> [TASK DETAILS]:
Please report every line in the data below that contains the string "building", copying each such line in full. Case counts when matching.

> [GIVEN ENTRIES]:
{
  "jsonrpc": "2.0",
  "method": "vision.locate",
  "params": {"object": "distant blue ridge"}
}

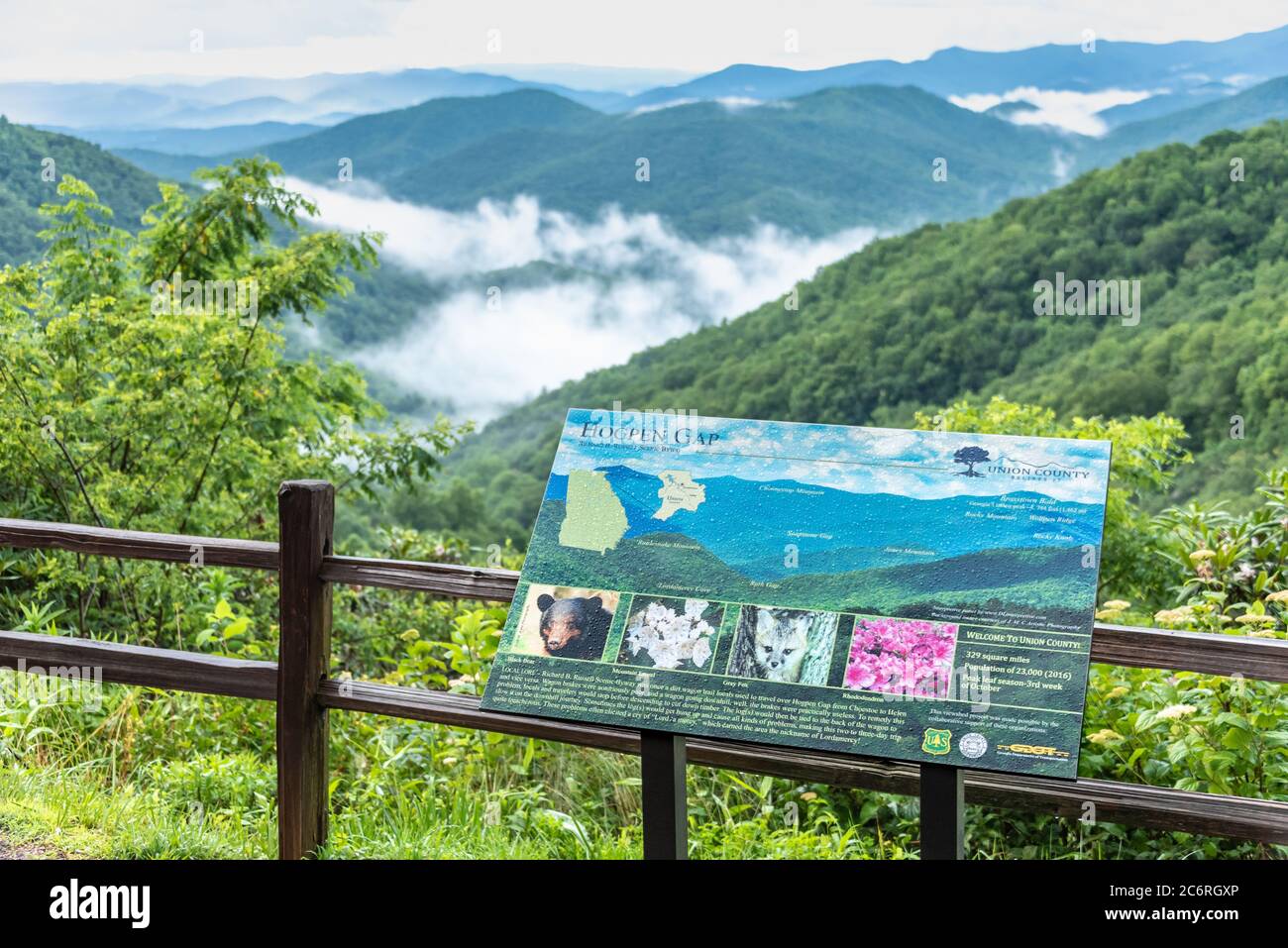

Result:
[546,464,1100,579]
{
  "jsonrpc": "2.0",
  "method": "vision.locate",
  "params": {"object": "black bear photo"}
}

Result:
[537,592,613,661]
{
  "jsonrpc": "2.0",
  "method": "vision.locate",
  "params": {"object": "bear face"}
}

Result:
[537,592,613,660]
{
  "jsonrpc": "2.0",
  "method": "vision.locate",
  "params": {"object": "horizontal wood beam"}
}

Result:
[0,519,277,571]
[0,631,1288,844]
[318,679,1288,844]
[0,519,1288,683]
[322,557,519,603]
[0,631,277,700]
[1091,622,1288,682]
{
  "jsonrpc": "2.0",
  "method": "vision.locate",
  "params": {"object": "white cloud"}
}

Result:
[949,85,1156,136]
[0,0,1284,80]
[286,179,876,420]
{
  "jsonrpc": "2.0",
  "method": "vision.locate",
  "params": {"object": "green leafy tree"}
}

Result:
[0,159,461,641]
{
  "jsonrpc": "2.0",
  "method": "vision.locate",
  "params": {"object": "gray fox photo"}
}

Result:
[729,605,840,685]
[0,0,1288,886]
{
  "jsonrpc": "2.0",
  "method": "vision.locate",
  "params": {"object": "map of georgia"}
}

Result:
[653,471,707,520]
[559,471,628,554]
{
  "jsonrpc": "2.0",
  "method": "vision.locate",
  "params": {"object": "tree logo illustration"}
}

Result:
[953,445,988,477]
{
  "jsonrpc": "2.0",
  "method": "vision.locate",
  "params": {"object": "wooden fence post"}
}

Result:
[277,480,335,859]
[921,761,966,859]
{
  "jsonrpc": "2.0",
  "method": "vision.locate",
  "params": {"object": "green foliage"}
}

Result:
[0,161,461,655]
[0,116,158,265]
[421,123,1288,553]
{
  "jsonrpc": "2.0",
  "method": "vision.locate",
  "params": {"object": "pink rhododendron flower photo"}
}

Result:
[844,618,957,694]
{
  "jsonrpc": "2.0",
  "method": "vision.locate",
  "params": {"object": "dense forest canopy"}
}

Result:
[414,123,1288,542]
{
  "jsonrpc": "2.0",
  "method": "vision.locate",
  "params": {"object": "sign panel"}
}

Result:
[483,408,1111,778]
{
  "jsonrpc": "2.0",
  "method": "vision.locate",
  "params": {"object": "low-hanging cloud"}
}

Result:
[287,180,876,421]
[948,86,1154,136]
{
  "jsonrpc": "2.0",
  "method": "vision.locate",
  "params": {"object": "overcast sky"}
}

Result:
[0,0,1288,80]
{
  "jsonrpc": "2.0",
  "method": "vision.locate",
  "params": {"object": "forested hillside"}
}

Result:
[125,86,1072,239]
[0,116,160,265]
[414,123,1288,542]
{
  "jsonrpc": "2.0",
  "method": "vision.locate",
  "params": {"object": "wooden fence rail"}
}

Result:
[0,481,1288,859]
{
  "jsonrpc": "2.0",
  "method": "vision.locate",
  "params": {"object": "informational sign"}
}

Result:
[483,408,1111,778]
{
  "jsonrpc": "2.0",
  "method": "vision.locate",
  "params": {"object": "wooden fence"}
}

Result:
[0,480,1288,859]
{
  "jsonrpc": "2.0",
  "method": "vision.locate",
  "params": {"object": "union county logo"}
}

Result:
[921,728,953,756]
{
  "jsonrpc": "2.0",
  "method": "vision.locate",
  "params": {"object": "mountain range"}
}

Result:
[419,123,1288,539]
[10,27,1288,139]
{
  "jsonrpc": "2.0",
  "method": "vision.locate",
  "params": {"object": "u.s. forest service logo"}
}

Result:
[921,728,953,756]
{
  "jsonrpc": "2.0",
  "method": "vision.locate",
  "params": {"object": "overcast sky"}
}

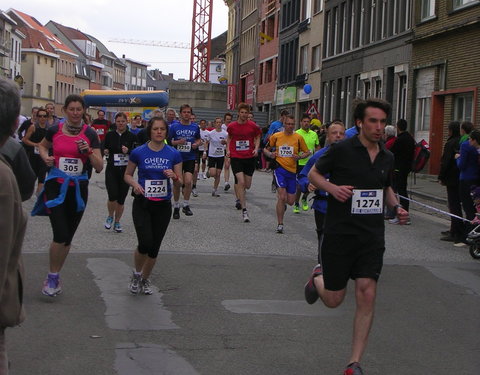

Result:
[7,0,228,79]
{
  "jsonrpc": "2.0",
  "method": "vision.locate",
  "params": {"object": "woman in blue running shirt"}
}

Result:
[125,117,183,295]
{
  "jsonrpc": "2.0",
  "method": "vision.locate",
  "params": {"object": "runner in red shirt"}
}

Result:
[227,103,261,223]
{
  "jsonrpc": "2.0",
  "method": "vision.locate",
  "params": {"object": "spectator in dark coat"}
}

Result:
[455,121,480,246]
[389,119,415,224]
[438,121,465,242]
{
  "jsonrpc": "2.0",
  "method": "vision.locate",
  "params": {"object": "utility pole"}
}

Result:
[190,0,213,82]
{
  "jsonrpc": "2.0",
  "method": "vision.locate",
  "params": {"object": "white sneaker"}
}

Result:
[128,272,142,294]
[142,279,153,296]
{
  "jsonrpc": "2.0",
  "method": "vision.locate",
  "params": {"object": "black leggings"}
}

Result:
[132,195,172,258]
[45,180,88,246]
[105,164,130,205]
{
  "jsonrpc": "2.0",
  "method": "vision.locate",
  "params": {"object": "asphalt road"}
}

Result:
[7,168,480,375]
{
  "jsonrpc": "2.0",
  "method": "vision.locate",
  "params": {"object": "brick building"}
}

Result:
[409,0,480,174]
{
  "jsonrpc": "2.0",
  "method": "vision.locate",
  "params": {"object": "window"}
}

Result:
[453,94,473,122]
[345,77,352,126]
[363,81,372,99]
[298,44,308,74]
[301,0,312,21]
[420,0,435,20]
[265,15,276,38]
[397,75,407,120]
[416,97,431,131]
[279,38,298,84]
[312,44,322,72]
[374,78,382,98]
[453,0,479,9]
[265,60,274,83]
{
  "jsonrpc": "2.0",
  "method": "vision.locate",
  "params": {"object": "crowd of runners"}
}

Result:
[1,77,408,375]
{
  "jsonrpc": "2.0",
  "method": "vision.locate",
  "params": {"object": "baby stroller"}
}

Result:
[466,186,480,259]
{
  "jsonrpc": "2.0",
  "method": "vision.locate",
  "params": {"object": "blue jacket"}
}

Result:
[297,146,330,214]
[457,141,480,181]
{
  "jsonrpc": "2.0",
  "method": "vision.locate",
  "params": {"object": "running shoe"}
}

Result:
[113,221,123,233]
[42,273,62,297]
[305,264,323,305]
[343,362,363,375]
[172,207,180,220]
[142,279,153,296]
[103,216,113,229]
[128,272,143,294]
[302,199,310,211]
[182,206,193,216]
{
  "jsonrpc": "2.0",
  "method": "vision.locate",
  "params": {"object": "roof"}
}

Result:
[9,9,75,55]
[19,26,55,53]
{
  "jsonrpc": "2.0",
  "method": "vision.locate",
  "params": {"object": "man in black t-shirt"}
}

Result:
[305,99,408,375]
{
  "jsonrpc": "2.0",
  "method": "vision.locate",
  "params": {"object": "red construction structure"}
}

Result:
[190,0,213,82]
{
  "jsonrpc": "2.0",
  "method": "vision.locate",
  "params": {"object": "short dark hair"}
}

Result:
[145,116,168,140]
[468,130,480,144]
[63,94,86,113]
[397,118,407,132]
[353,98,392,122]
[0,78,21,144]
[179,104,193,114]
[115,112,128,120]
[460,121,473,134]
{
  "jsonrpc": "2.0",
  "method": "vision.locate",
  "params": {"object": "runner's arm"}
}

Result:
[123,160,145,195]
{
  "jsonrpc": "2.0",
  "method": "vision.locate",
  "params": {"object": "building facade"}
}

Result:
[409,0,480,174]
[256,0,280,122]
[321,0,412,127]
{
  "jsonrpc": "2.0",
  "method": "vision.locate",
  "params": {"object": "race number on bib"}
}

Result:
[177,142,192,152]
[235,139,250,151]
[113,154,129,167]
[58,157,83,176]
[145,180,168,198]
[213,147,225,156]
[352,189,383,215]
[278,146,293,158]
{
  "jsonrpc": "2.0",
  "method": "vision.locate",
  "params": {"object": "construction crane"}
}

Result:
[109,0,213,82]
[190,0,213,82]
[109,38,190,49]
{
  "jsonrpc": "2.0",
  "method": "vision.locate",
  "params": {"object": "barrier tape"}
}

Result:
[397,194,472,224]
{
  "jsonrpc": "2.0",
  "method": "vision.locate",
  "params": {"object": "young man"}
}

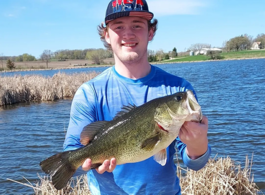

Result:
[64,0,211,195]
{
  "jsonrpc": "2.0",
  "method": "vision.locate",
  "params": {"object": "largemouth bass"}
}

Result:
[40,91,202,190]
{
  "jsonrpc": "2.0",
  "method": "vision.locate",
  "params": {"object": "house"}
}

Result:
[250,42,261,50]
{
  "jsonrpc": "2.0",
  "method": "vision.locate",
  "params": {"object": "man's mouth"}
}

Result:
[122,43,137,47]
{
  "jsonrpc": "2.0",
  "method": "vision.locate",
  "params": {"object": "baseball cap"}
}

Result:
[105,0,154,25]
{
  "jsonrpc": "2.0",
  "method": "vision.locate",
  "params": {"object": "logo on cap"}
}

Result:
[112,0,144,13]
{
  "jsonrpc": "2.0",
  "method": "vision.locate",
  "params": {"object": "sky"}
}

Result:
[0,0,265,58]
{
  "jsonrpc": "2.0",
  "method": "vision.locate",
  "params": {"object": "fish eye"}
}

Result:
[175,95,182,102]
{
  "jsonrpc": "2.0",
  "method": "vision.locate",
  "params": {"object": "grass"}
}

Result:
[162,50,265,63]
[8,157,261,195]
[0,72,98,106]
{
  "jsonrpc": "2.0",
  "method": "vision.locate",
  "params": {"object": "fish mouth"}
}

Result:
[185,91,202,122]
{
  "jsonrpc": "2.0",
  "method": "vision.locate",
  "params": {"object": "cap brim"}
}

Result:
[105,11,154,25]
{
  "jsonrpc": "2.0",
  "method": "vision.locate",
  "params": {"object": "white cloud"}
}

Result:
[148,0,208,16]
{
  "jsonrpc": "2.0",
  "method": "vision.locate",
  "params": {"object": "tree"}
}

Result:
[40,50,52,68]
[254,33,265,49]
[226,35,251,51]
[6,59,16,70]
[170,47,178,58]
[156,49,166,61]
[0,53,4,70]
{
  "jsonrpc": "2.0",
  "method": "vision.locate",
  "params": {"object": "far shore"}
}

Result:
[0,56,265,73]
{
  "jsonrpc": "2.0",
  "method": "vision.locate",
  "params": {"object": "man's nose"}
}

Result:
[123,28,135,39]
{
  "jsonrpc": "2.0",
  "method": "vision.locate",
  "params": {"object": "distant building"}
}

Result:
[250,42,261,50]
[194,48,222,56]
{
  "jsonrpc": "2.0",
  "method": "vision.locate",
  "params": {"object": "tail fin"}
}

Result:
[40,152,77,190]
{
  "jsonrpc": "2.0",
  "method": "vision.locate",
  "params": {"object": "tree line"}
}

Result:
[0,33,265,67]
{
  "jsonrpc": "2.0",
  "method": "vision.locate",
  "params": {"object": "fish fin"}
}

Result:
[80,121,108,146]
[141,134,160,151]
[90,163,102,169]
[113,104,137,120]
[40,151,77,190]
[154,149,167,166]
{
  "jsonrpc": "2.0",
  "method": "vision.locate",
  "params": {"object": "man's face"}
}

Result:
[105,17,154,63]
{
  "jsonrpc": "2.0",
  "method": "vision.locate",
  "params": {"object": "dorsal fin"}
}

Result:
[80,121,108,145]
[114,104,136,119]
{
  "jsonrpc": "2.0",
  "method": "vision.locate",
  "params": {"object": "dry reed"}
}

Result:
[9,157,261,195]
[177,157,260,195]
[0,72,97,106]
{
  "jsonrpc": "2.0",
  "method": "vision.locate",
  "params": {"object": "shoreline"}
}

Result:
[0,57,265,73]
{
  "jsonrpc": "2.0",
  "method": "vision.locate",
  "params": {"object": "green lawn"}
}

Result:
[163,50,265,62]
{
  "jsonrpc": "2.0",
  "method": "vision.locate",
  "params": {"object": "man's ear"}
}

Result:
[148,28,154,41]
[105,30,110,45]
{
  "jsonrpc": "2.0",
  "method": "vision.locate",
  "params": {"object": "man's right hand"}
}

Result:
[82,158,116,174]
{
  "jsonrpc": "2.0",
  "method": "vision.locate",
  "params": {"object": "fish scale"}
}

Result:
[40,91,202,189]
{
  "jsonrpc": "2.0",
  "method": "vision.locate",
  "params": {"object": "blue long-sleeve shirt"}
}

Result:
[64,66,211,195]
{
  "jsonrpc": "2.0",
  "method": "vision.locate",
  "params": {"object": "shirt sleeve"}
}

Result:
[176,80,211,171]
[63,83,96,151]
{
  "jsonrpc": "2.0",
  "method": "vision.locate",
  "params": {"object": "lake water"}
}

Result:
[0,59,265,194]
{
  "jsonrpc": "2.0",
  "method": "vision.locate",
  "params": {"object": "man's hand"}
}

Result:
[179,116,208,159]
[82,158,116,174]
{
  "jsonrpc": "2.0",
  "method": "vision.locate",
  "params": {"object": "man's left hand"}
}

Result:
[179,116,208,159]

> [REPLY]:
  "params": {"object": "brick building"}
  "params": {"object": "building facade"}
  "params": {"object": "distant building"}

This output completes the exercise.